REQUIRED WORK ::
Copy the records below with every occurrence of "pink flower" changed to "pink blossom" and nothing else altered.

RAW DATA ::
+ + + + + + +

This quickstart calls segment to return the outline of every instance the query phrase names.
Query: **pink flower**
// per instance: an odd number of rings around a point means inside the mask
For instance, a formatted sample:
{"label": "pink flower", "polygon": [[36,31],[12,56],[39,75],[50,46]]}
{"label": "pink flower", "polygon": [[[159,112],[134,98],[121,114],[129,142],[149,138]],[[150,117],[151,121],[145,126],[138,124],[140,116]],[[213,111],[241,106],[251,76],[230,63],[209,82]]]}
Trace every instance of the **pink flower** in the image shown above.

+ + + + + + +

RESULT OF THE EXERCISE ::
This quickstart calls segment to return the outline of every instance the query phrase names.
Query: **pink blossom**
// per instance: an odd number of rings around a point means inside the mask
For instance, a formatted sample:
{"label": "pink blossom", "polygon": [[36,31],[12,56],[39,75],[50,46]]}
{"label": "pink blossom", "polygon": [[[159,112],[134,98],[121,114],[129,142],[149,138]],[[150,117],[151,121],[145,126],[138,124],[140,116]],[[213,111],[241,106],[251,76],[230,63],[209,82]]]}
Trace every instance of the **pink blossom** in the image shown above.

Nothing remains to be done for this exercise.